*Selection*:
____
XIIB-CS (POINTERS- NOTE)

POINTERS

Key points to remember:

Pointer:

•          A kind of memory variable that holds the address of other variable of same data type.

•          Reference operator (&) As soon as we declare a variable, the amount of memory needed is assigned for it at a specific location in memory (its memory address).

•         This reference to a variable can be obtained by preceding the identifier of a variable with an ampersand sign (&), known as reference operator, and which can be literally translated as "address of".

For example:

ted = &andy;

Consider the following code fragment:

andy = 25;

fred = andy;

ted = &andy;

The values contained in each variable after the execution of this, are shown in the following diagram:

First, we have assigned the value 25 to andy (a variable whose address in memory we have assumed to be 1776).

 

Dereference operator (*)
____
*Written request 1*: Rewrite the pointers note starting with "XIIB-CS (POINTERS- NOTE)" and going on through "(its memory address).", with "memory variable" changed to "storage variable".
*Written request 2*: Please list each line of the rows that contains the string "white", matching case exactly.

Records from a point labeling set:
____
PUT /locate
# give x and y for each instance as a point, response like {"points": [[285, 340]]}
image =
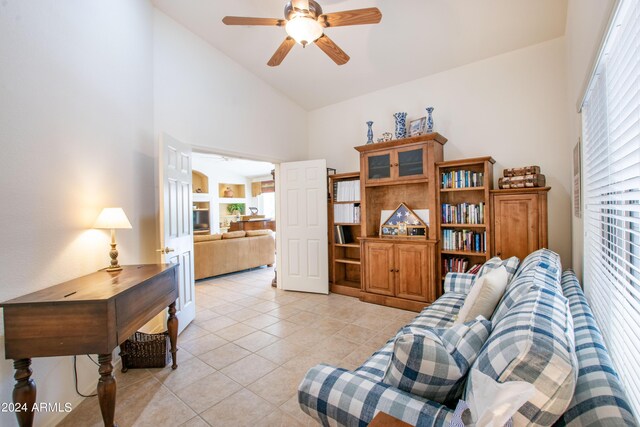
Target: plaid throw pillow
{"points": [[433, 363]]}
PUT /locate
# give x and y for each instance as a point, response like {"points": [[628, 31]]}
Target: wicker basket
{"points": [[145, 351]]}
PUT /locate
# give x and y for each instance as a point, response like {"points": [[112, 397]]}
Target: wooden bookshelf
{"points": [[461, 193], [344, 258]]}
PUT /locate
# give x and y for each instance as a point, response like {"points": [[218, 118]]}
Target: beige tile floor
{"points": [[242, 358]]}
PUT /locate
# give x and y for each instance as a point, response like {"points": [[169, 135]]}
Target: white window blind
{"points": [[611, 155]]}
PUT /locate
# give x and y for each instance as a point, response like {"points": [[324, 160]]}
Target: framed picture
{"points": [[416, 127]]}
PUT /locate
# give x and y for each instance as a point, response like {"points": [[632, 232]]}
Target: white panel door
{"points": [[176, 216], [302, 226]]}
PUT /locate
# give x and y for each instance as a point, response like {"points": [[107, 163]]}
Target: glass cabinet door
{"points": [[379, 166], [410, 163]]}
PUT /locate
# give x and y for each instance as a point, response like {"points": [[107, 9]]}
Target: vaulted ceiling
{"points": [[416, 38]]}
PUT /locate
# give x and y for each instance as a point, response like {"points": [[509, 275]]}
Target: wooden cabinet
{"points": [[519, 218], [402, 270], [414, 272], [394, 165]]}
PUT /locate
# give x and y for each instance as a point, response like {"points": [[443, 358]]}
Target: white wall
{"points": [[76, 131], [511, 107], [205, 99], [586, 24]]}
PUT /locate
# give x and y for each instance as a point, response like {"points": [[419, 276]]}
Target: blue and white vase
{"points": [[401, 125], [370, 133], [429, 119]]}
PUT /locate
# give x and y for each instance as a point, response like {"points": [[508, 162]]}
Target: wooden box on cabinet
{"points": [[519, 218]]}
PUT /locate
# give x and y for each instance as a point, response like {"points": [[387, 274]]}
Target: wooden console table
{"points": [[88, 315]]}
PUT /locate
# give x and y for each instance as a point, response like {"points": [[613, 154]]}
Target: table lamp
{"points": [[112, 218]]}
____
*Complete output 1*:
XIIB-CS (POINTERS- NOTE)

POINTERS

Key points to remember:

Pointer:

•          A kind of storage variable that holds the address of other variable of same data type.

•          Reference operator (&) As soon as we declare a variable, the amount of memory needed is assigned for it at a specific location in memory (its memory address).

*Complete output 2*:
Target: white window blind
Target: white panel door
Target: white wall
Target: blue and white vase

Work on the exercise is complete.